■ WORKING DATA
————

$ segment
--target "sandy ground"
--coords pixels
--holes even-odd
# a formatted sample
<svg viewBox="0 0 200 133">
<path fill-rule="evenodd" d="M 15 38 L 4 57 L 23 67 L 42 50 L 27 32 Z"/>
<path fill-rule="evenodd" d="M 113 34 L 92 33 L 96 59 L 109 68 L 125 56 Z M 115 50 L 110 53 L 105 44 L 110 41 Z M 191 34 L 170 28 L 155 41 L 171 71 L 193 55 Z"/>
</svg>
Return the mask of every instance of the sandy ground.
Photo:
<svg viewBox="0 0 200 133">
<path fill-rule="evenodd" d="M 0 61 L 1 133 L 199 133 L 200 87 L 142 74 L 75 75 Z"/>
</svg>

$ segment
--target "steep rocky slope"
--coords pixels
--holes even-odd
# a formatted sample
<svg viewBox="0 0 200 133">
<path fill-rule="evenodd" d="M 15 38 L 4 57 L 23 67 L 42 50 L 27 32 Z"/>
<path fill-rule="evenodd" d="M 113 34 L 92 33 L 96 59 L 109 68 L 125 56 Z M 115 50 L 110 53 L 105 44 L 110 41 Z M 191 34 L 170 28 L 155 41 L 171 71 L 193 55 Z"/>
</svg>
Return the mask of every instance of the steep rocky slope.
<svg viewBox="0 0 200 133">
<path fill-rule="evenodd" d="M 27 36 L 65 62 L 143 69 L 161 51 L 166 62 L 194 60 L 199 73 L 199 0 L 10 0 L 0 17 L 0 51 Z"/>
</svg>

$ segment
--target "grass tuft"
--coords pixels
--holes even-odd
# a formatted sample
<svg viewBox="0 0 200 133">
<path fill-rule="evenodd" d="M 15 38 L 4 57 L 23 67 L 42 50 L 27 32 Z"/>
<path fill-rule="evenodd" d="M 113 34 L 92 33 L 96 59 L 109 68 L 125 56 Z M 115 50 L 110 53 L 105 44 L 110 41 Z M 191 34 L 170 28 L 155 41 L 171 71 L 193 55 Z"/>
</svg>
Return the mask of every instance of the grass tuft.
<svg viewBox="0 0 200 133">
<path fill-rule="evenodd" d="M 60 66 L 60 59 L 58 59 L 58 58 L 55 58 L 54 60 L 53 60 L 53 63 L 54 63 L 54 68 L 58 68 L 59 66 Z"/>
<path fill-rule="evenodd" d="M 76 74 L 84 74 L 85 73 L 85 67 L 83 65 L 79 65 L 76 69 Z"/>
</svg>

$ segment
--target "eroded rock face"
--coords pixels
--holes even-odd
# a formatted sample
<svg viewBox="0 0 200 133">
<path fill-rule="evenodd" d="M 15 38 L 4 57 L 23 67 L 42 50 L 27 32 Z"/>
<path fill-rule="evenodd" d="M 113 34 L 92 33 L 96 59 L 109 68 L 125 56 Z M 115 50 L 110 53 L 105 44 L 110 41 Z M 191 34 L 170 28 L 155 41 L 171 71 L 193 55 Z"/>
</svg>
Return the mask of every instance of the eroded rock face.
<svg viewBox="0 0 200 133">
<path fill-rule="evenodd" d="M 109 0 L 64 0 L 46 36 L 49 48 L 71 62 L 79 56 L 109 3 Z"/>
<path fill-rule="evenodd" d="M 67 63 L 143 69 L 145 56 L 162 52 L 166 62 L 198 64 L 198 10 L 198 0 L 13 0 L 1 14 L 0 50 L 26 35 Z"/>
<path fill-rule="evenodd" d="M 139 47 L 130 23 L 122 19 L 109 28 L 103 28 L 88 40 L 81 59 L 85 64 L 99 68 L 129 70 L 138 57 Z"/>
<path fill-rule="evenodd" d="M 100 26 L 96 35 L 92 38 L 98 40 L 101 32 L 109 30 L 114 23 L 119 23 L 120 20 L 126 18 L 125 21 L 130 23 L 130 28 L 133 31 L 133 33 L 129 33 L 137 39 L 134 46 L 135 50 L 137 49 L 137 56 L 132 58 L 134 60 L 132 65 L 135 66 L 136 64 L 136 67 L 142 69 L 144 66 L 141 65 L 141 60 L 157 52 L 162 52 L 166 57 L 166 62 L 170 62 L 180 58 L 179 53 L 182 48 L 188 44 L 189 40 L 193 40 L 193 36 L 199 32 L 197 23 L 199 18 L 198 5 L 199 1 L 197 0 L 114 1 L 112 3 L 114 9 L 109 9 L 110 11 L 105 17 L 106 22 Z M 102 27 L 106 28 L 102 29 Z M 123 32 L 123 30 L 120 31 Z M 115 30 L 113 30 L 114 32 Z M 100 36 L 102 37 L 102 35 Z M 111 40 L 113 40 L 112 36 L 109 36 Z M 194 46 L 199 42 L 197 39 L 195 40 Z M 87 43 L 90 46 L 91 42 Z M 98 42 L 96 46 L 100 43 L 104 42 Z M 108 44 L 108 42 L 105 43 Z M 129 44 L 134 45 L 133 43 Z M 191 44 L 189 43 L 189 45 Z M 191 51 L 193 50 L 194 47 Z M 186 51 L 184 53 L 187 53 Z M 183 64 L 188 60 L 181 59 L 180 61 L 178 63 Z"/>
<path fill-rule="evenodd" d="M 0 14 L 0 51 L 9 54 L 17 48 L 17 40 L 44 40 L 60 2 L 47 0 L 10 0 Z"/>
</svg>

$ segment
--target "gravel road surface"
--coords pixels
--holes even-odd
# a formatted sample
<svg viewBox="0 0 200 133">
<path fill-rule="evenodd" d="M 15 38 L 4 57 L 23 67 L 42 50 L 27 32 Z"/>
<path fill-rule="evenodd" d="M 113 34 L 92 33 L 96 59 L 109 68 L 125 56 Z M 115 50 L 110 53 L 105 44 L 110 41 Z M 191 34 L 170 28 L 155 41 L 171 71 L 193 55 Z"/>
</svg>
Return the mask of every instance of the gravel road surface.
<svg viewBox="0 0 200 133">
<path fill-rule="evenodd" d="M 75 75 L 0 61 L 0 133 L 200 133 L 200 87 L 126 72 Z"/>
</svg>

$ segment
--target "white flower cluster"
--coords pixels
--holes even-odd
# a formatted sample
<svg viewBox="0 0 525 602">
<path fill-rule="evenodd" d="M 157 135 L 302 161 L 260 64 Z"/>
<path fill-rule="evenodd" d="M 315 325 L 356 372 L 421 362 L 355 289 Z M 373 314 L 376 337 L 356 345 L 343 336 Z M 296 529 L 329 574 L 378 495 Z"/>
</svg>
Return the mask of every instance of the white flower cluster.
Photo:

————

■ EXERCISE REQUIREMENTS
A number is the only answer here: how many lines of the material above contain "cluster"?

■ TASK SOLUTION
2